§ EXCERPT:
Dr Diana Isaacs Surveys Emerging Diabetes, Obesity, and Cardiometabolic Treatment Landscape


Diana Isaacs, PharmD, chair of a recent Institute for Value-Based Medicine® event hosted in conjunction with Cleveland Clinic, details the up-and-coming therapies impacting the scope of treatment in diabetes, obesity, and cardiometabolic health, as well as their associated challenges.

Diana Isaacs, PharmD, BCPS, BCACP, BC-ADM, CDCES, FADCES, FCCP, Cleveland Clinic, recently joined for an interview regarding the recent Institute for Value-Based Medicine® event hosted in conjunction with Cleveland Clinic titled, "Future Perspectives and Controversies in Diabetes, Obesity, and Cardiometabolic Health."

In the interview, Isaacs discussed the notable interventions being developed in this field and dives into what she sees as the most prevalent challenge that needs to be addressed for the betterment of patient health.


This transcript has been lightly edited for clarity and length.

Which emerging treatment modalities or technologies do you foresee making the most significant impact in the management of diabetes, obesity, and cardiometabolic diseases, and how might they address current challenges in patient care?

In terms of new and emerging treatment modalities, I think that the big one—and a big focus of our conference—is on the GLP-1 receptor agonist or the incretin therapies, like the dual agonist and, now, we've got things in the pipeline, like triple agonist. And so I think those have been huge game changers in terms of the glucose-lowering as well as the weight loss. And now we're seeing those agents just really expand in the whole cardiometabolic space, we're seeing them being used or investigated for other conditions like heart failure, kidney disease, they're even being investigated for things like dementia. And so, it's really a very exciting time.

And in terms of technology, I think continuous glucose monitoring (CGM) just continues to explode. It really is the standard of care for anyone on any type of insulin. But we're also seeing it greatly expand now, for people on non-insulin therapies. And I think especially as we use, like a lot of times we use these GLP one therapies, and people are already on insulin, and we have to be very careful that we are decreasing insulin as they're losing weight and their glucose is lowered so that they don't experience hypoglycemia. And so the CGM is an amazing tool to help us to be able to do that.

And then of course, the virtual care and CGM now with the smartphone apps and being able to view the data remotely so we can do virtual visits, and someone doesn't need to come in so frequently with all the inconvenience of parking and everything. So the tech and the therapies are just very exciting.

What are some of the most pressing challenges in the field of diabetes and cardiometabolic health that need to be addressed? How do you propose navigating these to ensure optimal patient outcomes and public health initiatives?

(Saved data entries)
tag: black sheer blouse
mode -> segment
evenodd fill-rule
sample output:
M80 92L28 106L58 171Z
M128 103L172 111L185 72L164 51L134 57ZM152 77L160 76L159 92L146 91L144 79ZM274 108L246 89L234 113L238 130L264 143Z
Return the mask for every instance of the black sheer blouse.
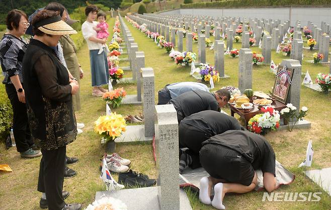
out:
M75 139L69 76L51 48L31 39L23 59L24 88L34 141L51 150Z

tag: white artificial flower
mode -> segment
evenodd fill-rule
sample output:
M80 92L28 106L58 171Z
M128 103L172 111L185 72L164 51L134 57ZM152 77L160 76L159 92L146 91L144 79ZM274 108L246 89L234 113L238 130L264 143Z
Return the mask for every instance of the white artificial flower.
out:
M307 112L308 111L308 108L307 108L306 107L302 107L301 108L301 111L302 112Z

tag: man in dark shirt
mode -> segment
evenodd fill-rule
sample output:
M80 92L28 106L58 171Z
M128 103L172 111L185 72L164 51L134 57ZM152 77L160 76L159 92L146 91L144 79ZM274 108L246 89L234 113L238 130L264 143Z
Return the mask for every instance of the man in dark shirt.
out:
M230 99L230 92L221 89L215 92L192 90L179 95L169 101L177 112L178 123L192 114L205 110L219 111Z
M193 114L184 118L179 124L180 148L189 150L180 156L180 173L187 165L192 169L201 167L199 152L201 143L211 137L229 130L242 130L239 122L233 117L213 110ZM191 161L192 160L192 161Z
M263 173L263 183L268 192L276 188L275 153L263 137L247 131L232 130L211 137L202 143L201 165L210 175L200 180L200 200L219 209L224 194L245 193L257 184L255 170ZM222 183L225 182L225 183ZM212 202L210 195L215 184Z

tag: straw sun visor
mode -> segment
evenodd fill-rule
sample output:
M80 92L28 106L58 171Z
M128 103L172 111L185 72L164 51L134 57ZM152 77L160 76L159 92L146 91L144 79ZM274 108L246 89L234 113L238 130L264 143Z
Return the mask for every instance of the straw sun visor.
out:
M52 17L36 23L34 26L45 34L52 35L77 34L74 29L62 20L60 16Z

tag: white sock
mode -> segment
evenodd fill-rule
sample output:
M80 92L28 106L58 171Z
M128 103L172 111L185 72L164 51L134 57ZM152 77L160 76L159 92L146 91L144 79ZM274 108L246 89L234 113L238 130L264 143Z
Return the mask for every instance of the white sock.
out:
M225 209L225 206L223 204L223 200L222 200L223 183L219 183L216 184L214 187L214 191L215 191L215 195L211 204L217 209Z
M208 193L209 180L207 176L202 177L200 179L200 190L199 193L199 199L200 201L207 205L210 205L211 200Z

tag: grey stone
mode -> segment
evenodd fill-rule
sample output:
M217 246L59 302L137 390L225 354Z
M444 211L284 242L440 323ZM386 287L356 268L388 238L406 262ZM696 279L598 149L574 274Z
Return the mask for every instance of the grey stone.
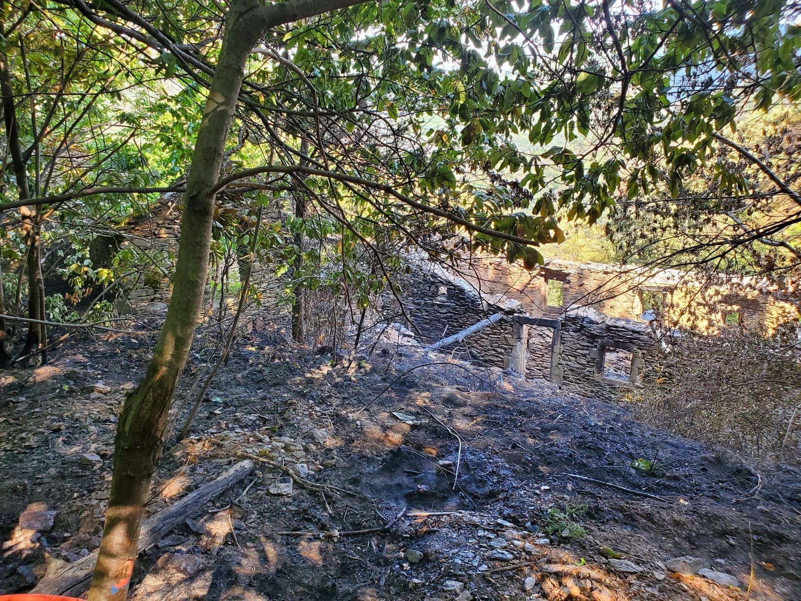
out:
M487 555L487 557L489 559L497 559L497 561L507 561L507 562L509 561L510 559L514 559L514 555L513 555L509 551L504 551L503 549L496 549L495 551L489 551L489 554Z
M102 381L99 382L95 382L95 384L90 384L87 386L84 386L84 392L87 393L97 393L98 394L108 394L111 392L111 387L107 386Z
M665 567L671 572L678 572L686 576L694 576L698 570L709 567L709 562L701 557L682 555L665 562Z
M81 455L81 463L84 466L101 466L103 459L97 453L84 453Z
M445 580L445 584L442 585L442 590L459 595L465 590L465 583L460 583L458 580Z
M636 563L632 563L628 559L610 559L609 565L618 572L625 574L637 574L642 571L642 568Z
M271 494L292 494L292 479L291 478L280 478L267 490Z
M698 575L703 576L704 578L711 580L713 583L719 584L721 587L737 587L740 583L739 581L731 574L715 571L714 570L710 570L706 567L698 570Z
M46 510L26 510L19 515L20 530L46 532L53 527L55 514L55 511Z
M317 430L316 428L312 429L312 438L314 438L320 444L323 444L328 439L328 433L324 430Z
M406 551L406 559L410 563L419 563L423 560L423 554L417 549L409 549Z

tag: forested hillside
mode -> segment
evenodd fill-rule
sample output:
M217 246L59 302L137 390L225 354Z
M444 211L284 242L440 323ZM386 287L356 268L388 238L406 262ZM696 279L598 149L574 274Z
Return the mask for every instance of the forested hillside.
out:
M8 0L0 92L0 463L28 474L0 497L0 591L801 595L782 463L801 456L798 2ZM582 283L553 257L639 274L627 313L598 317L604 284L565 302ZM670 302L706 325L670 321ZM482 330L499 341L484 355L465 341ZM578 331L590 378L570 388ZM525 379L535 357L549 381ZM598 486L652 505L602 506ZM171 514L173 497L189 505ZM281 522L284 502L305 521ZM462 568L453 541L409 544L462 511ZM604 543L661 515L659 540ZM163 545L179 523L208 538ZM337 547L366 535L368 559ZM212 573L226 543L239 580ZM282 572L296 560L313 586ZM193 592L175 575L201 564L214 586Z

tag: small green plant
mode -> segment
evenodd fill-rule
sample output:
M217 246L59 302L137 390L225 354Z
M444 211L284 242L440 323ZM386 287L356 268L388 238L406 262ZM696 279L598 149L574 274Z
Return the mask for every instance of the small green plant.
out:
M583 538L587 531L582 526L581 518L589 510L586 503L567 503L564 510L553 507L545 514L543 531L553 538Z
M639 470L648 474L652 474L656 470L656 459L643 459L642 457L631 462L631 466L635 470Z

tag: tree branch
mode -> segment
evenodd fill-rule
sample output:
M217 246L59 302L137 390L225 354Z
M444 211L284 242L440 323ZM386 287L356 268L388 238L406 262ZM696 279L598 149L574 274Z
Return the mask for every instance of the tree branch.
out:
M721 135L720 134L712 134L712 137L714 138L718 142L723 142L730 148L734 148L746 159L747 159L755 165L759 167L759 169L762 171L762 172L764 173L766 175L767 175L768 179L771 182L775 184L776 187L779 190L781 190L783 192L790 196L791 200L794 203L801 207L801 195L799 195L798 192L796 192L791 188L790 188L790 185L786 181L784 181L783 179L782 179L782 178L777 175L776 173L767 164L765 164L763 161L761 161L759 157L750 152L747 148L744 148L739 144L738 144L734 140L731 140L728 138Z
M524 246L538 246L538 244L534 240L489 229L489 228L485 228L481 225L477 225L476 224L471 223L470 221L468 221L467 220L460 217L449 211L445 211L445 209L441 209L437 207L425 204L419 200L415 200L414 199L407 196L405 194L399 192L392 186L388 186L385 184L381 184L372 179L365 179L364 178L356 177L356 175L350 175L347 173L336 173L336 171L325 171L324 169L315 169L313 167L304 167L302 165L268 165L266 167L255 167L253 169L247 169L220 179L212 192L216 194L226 186L235 181L248 177L254 177L256 175L261 175L262 173L286 173L288 175L292 173L305 173L308 175L319 175L320 177L331 178L332 179L336 179L336 181L356 184L360 186L364 186L364 188L385 192L391 196L394 196L405 204L413 207L414 208L422 211L423 212L430 213L432 215L436 215L439 217L447 219L454 224L461 225L470 232L491 236L495 238L501 238L501 240L505 240L509 242L514 242L515 244L522 244Z
M74 200L84 196L94 196L98 194L163 194L167 192L183 192L185 189L183 186L165 188L85 188L76 192L66 192L64 194L55 194L52 196L42 196L40 198L30 198L26 200L14 200L11 203L6 203L5 204L0 204L0 211L36 204L55 204L56 203Z

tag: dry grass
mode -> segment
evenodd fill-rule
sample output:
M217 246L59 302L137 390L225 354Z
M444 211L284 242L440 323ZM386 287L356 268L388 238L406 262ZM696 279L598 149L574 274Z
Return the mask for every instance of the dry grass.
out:
M767 338L738 326L686 334L651 357L626 393L638 417L753 457L801 463L801 360L796 329Z

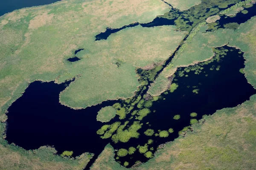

§ EXERCISE TASKS:
1. Retype the passage of the Diana Isaacs interview, everything from "Diana Isaacs, PharmD, chair" down to "of patient health.", with no changes.
2. Write what comes next in the interview with Diana Isaacs about diabetes, obesity, and cardiometabolic treatments, starting right after its final sentence.

§ ANSWER SET:
1.
Diana Isaacs, PharmD, chair of a recent Institute for Value-Based Medicine® event hosted in conjunction with Cleveland Clinic, details the up-and-coming therapies impacting the scope of treatment in diabetes, obesity, and cardiometabolic health, as well as their associated challenges.

Diana Isaacs, PharmD, BCPS, BCACP, BC-ADM, CDCES, FADCES, FCCP, Cleveland Clinic, recently joined for an interview regarding the recent Institute for Value-Based Medicine® event hosted in conjunction with Cleveland Clinic titled, "Future Perspectives and Controversies in Diabetes, Obesity, and Cardiometabolic Health."

In the interview, Isaacs discussed the notable interventions being developed in this field and dives into what she sees as the most prevalent challenge that needs to be addressed for the betterment of patient health.

2.
One of the biggest challenges is cost and access. So these therapies, especially the incretin, the GLP-1 therapies are quite expensive. They're generally at least $1,000 a month. So in terms of having insurance coverage for it, or the prior authorization process, which takes extra time and extra hurdles to obtain it for our patients, and then sometimes even when it is covered, the copays the person has to pay—I mean, I've got patients that have $100 copays, which sounds like a bargain compared to $1000 a month, but that's too much for some people to pay. And so that is a huge concern because we've got people that clearly would benefit tremendously from these therapies that are just not able to obtain them.

Then, probably the second big issue is with the shortages that have occurred because of how well these drugs work and the popularity of them they just haven't been able to make them quickly enough. And so we see that, at any given time, a certain drug or a certain dose of a drug can be in shortage and that creates a real challenge for us to figure out “Okay, well, what do we do? Do we try to just send it to a different pharmacy that maybe has it? Do we need to go to a lower dose or go to the next higher dose or do we need to switch?" And so it's very challenging.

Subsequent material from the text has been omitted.